=== DATA LISTING ===
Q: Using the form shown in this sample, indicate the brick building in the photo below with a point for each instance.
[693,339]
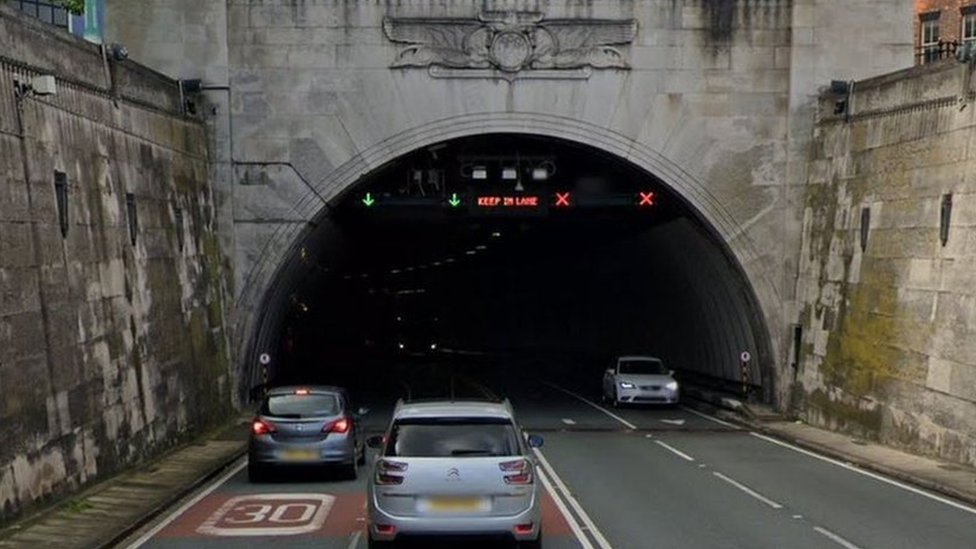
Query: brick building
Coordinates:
[941,25]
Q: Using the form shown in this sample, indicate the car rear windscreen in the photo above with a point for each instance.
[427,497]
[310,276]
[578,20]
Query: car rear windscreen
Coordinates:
[454,437]
[645,367]
[310,405]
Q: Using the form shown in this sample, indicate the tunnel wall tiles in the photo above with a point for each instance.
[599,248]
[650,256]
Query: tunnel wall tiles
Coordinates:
[890,330]
[111,351]
[715,101]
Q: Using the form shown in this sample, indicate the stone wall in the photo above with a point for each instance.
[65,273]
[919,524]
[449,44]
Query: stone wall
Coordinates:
[113,336]
[889,345]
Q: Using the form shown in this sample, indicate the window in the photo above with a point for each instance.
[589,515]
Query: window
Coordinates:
[968,33]
[929,38]
[51,13]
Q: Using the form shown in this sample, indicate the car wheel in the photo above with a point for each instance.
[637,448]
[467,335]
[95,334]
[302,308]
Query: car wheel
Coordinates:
[352,470]
[374,544]
[256,473]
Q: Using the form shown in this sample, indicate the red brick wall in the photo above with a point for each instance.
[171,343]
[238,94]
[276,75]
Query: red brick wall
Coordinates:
[949,20]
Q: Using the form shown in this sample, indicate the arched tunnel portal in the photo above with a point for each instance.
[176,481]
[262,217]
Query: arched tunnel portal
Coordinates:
[529,253]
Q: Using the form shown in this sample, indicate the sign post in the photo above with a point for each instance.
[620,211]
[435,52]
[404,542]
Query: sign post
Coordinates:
[744,359]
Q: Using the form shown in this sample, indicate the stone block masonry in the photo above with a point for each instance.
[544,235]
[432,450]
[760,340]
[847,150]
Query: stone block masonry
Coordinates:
[887,265]
[112,288]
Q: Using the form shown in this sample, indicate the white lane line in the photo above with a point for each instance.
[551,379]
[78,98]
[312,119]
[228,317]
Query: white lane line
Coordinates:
[748,490]
[186,506]
[710,418]
[675,451]
[875,476]
[593,404]
[837,539]
[587,521]
[570,519]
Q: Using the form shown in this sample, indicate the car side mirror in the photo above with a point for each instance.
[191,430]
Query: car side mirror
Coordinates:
[375,441]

=== YOUR OBJECTIVE ===
All of the entries above should be duplicated exactly, except for the pictures.

=== THE SOLUTION ===
Q: Using the form shown in this sample, indicate the brick building in the photo below with a point for each instance.
[693,339]
Query: brick building
Coordinates:
[941,25]
Q: Using the form shown in this sample, indicate the car rear windscreen in the photo above with a point for each instance.
[427,497]
[310,276]
[578,20]
Query: car rear windscreen
Coordinates:
[454,437]
[645,367]
[310,405]
Q: Using the form shown in this sample, indicate the tunnel wall tiles in the photo above with a point for each instance.
[599,248]
[650,256]
Query: tunnel wall tiles
Coordinates:
[890,330]
[111,351]
[715,101]
Q: Using the form shown in this sample, indicate the stone wall in the photo above with a point for each instance.
[65,273]
[919,524]
[449,44]
Query: stone wall
Coordinates:
[113,336]
[889,345]
Q: Using the form shown in this sample, indicate the window in the photo above with a point for each instance.
[589,515]
Query: window
Coordinates:
[968,33]
[929,38]
[51,13]
Q: Using the form shown in this sample, indicate the car wheel in the photo above with a point for each instance.
[637,448]
[467,335]
[95,334]
[302,308]
Query: car wheel
Coordinates:
[352,470]
[374,544]
[256,473]
Q: Using the form shown in this sample, indicate the red brick wall in the photo above with a point for each instance.
[171,343]
[238,94]
[276,75]
Query: red brick wall
Coordinates:
[949,20]
Q: Using the form shown in this sample, indicate the arched tunnel portal in the photo above with a point for each instance.
[176,481]
[262,217]
Query: arched tunnel portal
Coordinates:
[529,253]
Q: Using the form shown in this sample, indicate the sign post in the photo above with a point for each instance.
[620,211]
[435,52]
[404,542]
Query: sign post
Coordinates:
[744,359]
Q: Using the form shown in this sample, indicate the stone block masonry in the photo above with a point for each instance.
[544,235]
[432,450]
[760,340]
[847,150]
Query: stone block masonry
Coordinates:
[887,265]
[112,288]
Q: Using the form shown in this sample, indicate the white lane line in the photo above with a point for each instance.
[551,379]
[78,98]
[312,119]
[228,317]
Query: white lane line
Coordinates:
[748,490]
[186,506]
[710,418]
[675,451]
[875,476]
[593,404]
[837,539]
[587,521]
[570,519]
Q: Using the form shown in this sample, indicate the car side mirror in the photo above with a point for each instance.
[191,430]
Query: car side mirror
Coordinates:
[375,441]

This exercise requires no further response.